■ **TASK DESCRIPTION**
Taking the line with "pixel 497 190" as the first and the line with "pixel 429 34" as the last, set down exactly every line in that range from the entries below, and no more.

Saved entries:
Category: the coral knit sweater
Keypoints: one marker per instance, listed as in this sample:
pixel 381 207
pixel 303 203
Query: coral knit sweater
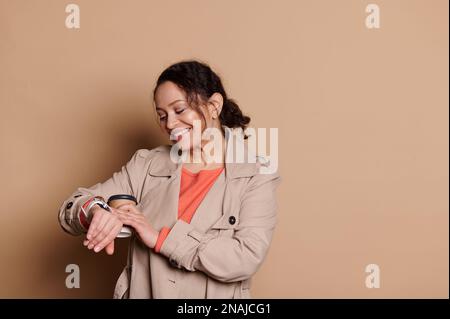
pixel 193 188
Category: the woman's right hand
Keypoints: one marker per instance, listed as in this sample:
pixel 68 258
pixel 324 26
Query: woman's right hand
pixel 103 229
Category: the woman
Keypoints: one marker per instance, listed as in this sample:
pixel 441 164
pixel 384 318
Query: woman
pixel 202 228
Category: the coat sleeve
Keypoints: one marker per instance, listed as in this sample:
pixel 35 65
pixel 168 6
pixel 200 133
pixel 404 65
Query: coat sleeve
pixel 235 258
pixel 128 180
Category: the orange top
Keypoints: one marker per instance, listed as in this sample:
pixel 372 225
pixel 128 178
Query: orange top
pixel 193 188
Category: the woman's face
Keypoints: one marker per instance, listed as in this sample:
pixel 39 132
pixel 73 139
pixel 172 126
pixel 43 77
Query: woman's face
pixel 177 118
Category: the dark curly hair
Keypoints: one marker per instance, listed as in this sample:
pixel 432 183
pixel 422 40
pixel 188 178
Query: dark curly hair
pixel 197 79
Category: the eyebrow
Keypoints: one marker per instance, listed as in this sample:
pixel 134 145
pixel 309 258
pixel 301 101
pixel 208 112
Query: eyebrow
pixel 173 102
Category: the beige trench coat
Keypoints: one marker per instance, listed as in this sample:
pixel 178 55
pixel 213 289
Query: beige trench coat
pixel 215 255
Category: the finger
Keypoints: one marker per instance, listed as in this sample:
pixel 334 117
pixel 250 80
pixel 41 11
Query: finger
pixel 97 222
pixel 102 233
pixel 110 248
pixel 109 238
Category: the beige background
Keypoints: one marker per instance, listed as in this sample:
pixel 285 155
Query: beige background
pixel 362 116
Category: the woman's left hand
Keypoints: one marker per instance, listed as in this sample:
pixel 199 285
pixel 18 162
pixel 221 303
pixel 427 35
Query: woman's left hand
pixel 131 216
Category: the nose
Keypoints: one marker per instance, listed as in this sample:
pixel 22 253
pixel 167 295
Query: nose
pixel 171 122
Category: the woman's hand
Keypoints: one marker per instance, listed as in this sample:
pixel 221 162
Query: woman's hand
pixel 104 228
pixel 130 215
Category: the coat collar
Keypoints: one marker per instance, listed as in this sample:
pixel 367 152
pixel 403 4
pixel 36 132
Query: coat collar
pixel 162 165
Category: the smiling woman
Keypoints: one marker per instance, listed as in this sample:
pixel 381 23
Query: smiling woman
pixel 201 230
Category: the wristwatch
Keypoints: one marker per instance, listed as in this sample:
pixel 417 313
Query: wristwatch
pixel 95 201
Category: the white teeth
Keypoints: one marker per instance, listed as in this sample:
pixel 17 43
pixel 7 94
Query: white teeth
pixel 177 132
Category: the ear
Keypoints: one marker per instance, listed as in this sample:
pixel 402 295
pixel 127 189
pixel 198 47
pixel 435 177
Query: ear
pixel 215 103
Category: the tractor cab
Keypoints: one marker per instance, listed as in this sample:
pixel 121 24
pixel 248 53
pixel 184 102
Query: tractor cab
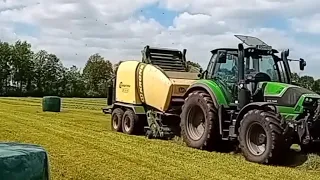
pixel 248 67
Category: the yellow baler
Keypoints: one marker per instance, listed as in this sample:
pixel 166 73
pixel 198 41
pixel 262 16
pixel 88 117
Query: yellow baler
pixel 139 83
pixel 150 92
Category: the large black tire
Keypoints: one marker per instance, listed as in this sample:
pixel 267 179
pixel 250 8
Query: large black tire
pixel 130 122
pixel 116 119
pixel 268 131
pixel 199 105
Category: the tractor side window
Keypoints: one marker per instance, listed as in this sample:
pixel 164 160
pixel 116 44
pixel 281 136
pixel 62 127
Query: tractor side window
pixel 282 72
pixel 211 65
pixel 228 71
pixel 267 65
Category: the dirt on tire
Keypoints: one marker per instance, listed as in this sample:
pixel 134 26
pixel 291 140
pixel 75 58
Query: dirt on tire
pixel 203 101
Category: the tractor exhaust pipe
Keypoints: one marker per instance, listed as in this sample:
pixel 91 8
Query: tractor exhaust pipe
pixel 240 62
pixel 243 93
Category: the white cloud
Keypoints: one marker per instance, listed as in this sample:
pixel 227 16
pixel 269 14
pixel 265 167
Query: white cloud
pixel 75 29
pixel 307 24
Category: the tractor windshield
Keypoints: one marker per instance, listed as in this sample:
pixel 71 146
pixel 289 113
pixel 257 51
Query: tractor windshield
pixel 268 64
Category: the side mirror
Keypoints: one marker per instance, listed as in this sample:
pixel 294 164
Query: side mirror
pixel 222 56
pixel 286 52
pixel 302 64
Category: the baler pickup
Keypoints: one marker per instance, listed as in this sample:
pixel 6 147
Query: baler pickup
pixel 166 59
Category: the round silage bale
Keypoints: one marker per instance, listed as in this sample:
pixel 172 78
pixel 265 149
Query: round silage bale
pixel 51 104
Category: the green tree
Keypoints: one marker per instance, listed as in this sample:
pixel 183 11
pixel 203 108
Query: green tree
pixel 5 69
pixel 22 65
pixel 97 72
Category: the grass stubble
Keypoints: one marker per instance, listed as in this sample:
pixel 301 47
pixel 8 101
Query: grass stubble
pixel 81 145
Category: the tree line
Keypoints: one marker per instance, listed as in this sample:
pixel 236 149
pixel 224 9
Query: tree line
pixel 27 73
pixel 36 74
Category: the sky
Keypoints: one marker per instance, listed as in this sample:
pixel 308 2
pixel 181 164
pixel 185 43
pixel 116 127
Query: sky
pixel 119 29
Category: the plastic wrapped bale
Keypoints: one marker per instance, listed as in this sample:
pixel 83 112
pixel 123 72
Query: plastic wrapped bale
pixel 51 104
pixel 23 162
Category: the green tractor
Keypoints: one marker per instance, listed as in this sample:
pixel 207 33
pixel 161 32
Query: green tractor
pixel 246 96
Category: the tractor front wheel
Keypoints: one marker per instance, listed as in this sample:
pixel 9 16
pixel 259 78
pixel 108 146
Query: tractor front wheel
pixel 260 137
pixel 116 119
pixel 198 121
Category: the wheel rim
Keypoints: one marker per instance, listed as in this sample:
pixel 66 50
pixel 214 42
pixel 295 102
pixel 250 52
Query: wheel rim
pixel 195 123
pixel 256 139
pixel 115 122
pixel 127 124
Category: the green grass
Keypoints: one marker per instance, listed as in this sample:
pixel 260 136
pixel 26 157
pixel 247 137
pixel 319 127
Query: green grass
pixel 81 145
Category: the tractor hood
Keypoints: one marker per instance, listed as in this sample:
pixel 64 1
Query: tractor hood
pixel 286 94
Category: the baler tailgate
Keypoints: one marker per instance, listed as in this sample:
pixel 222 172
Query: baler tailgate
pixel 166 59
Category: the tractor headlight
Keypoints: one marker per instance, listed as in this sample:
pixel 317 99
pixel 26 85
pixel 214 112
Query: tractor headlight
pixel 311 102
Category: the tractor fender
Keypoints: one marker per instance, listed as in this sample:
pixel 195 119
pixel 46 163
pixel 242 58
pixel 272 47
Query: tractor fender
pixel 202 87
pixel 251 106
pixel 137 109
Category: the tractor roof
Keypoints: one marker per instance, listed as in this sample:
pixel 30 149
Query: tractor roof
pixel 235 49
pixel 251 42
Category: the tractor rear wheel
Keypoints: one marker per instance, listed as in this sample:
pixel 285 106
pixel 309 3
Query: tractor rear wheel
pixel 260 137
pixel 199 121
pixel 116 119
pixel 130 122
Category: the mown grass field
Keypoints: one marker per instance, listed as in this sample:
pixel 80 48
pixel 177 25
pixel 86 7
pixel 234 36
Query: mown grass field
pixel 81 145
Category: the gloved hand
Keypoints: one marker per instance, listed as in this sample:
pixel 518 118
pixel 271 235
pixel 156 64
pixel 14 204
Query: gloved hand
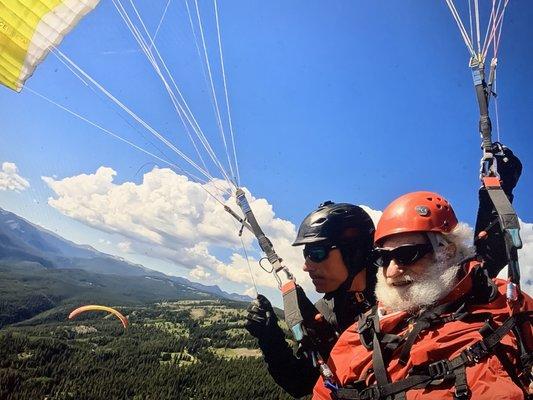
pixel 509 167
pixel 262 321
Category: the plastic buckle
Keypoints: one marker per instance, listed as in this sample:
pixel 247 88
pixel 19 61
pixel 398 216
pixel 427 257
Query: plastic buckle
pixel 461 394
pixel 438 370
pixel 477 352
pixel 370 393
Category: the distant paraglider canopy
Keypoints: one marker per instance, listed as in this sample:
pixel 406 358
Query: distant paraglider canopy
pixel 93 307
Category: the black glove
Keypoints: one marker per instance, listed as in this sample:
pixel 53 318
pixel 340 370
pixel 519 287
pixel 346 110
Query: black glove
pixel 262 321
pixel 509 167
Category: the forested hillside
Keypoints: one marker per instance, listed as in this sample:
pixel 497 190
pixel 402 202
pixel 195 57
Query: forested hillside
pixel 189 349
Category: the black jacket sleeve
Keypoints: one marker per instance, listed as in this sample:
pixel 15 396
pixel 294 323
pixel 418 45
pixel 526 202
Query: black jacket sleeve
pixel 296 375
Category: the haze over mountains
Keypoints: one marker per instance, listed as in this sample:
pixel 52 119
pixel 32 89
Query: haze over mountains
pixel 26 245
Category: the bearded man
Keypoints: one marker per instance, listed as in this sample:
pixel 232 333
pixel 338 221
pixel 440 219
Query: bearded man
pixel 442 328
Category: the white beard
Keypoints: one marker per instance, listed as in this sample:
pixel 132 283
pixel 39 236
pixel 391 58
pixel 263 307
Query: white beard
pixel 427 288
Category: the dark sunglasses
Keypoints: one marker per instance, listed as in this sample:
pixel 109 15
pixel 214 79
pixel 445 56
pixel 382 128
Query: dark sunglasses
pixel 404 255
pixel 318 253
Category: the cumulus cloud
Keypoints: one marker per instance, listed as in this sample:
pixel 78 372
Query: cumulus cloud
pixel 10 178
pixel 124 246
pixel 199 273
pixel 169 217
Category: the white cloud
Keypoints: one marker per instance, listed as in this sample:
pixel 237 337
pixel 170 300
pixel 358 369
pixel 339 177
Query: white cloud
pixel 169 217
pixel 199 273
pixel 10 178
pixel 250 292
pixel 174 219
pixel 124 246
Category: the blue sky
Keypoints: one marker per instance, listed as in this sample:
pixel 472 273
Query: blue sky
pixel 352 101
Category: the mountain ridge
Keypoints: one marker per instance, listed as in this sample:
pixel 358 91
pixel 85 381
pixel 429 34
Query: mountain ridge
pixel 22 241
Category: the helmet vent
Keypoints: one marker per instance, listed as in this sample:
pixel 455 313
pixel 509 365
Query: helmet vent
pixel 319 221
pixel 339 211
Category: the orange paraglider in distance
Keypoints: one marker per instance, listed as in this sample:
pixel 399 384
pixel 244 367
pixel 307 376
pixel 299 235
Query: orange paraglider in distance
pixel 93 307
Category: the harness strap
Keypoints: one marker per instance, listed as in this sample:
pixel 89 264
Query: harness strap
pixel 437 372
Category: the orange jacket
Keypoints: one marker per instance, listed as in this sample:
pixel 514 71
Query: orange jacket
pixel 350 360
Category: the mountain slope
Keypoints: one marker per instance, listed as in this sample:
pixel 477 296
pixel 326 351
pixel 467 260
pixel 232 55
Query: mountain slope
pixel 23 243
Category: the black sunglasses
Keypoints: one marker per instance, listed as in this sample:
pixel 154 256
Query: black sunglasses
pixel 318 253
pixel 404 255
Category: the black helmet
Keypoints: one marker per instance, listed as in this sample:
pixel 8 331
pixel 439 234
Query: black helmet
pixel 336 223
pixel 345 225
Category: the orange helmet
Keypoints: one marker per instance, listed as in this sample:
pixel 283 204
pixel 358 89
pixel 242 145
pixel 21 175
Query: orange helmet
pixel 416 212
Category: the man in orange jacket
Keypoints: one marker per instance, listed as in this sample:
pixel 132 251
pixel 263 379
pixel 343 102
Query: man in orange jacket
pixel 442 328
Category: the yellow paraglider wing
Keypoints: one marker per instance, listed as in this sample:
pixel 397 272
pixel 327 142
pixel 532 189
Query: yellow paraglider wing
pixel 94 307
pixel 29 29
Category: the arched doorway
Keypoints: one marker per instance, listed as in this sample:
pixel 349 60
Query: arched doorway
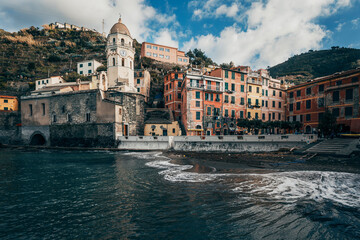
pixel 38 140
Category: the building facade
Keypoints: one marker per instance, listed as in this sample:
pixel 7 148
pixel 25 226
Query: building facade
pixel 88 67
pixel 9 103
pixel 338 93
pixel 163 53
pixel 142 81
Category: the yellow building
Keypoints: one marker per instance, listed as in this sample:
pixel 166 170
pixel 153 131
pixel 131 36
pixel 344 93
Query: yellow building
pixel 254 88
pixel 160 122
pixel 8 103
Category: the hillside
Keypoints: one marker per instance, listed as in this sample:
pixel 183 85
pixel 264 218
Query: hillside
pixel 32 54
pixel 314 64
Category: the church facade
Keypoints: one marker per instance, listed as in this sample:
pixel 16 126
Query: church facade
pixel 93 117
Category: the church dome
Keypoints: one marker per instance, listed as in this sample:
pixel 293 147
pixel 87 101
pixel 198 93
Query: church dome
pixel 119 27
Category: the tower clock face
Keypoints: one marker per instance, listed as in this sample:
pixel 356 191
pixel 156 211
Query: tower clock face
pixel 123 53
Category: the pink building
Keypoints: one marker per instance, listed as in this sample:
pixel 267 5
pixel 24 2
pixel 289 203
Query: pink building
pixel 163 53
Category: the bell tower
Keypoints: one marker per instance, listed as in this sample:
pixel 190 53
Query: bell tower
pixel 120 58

■ **OUTPUT BELOW**
pixel 497 190
pixel 402 202
pixel 195 57
Query: forested hillside
pixel 189 349
Category: the black jacket sleeve
Keypoints: one marker per instance, listed as in this sample:
pixel 15 396
pixel 294 323
pixel 418 45
pixel 526 202
Query: black jacket sleeve
pixel 296 375
Category: the haze over mountains
Keypoints: one marker per instance, listed as in this sample:
pixel 52 119
pixel 32 89
Query: haze over mountains
pixel 26 245
Category: the bearded man
Keypoints: one marker per instance, listed as in this sample:
pixel 232 333
pixel 338 221
pixel 440 219
Query: bearded man
pixel 442 328
Category: the white beard
Keypoints: one marker per instance, listed as in this sample:
pixel 132 283
pixel 39 236
pixel 391 58
pixel 263 307
Query: white beard
pixel 427 288
Category: the dark sunglasses
Keypoints: one marker per instance, listed as in this sample:
pixel 109 15
pixel 214 79
pixel 445 56
pixel 382 128
Query: dark sunglasses
pixel 404 255
pixel 318 253
Category: the cumulus cloud
Keypoints: one marker per instance, listed as in this sample:
pixel 78 372
Query: cumulus cloud
pixel 10 178
pixel 124 246
pixel 199 273
pixel 169 217
Category: the white cloud
Keypoints: one marker per instance, listed as in this sample:
pixel 237 337
pixel 170 300
pixel 358 369
pixel 339 177
Query: white cloud
pixel 169 217
pixel 199 273
pixel 10 178
pixel 250 292
pixel 174 219
pixel 124 246
Category: the blue sky
Keypoints: one marker per instance, listed as in this sample:
pixel 472 273
Query: blue sky
pixel 352 101
Category: the mountain ridge
Keypoints: one marker per instance, listed as in this sample:
pixel 358 91
pixel 85 381
pixel 429 34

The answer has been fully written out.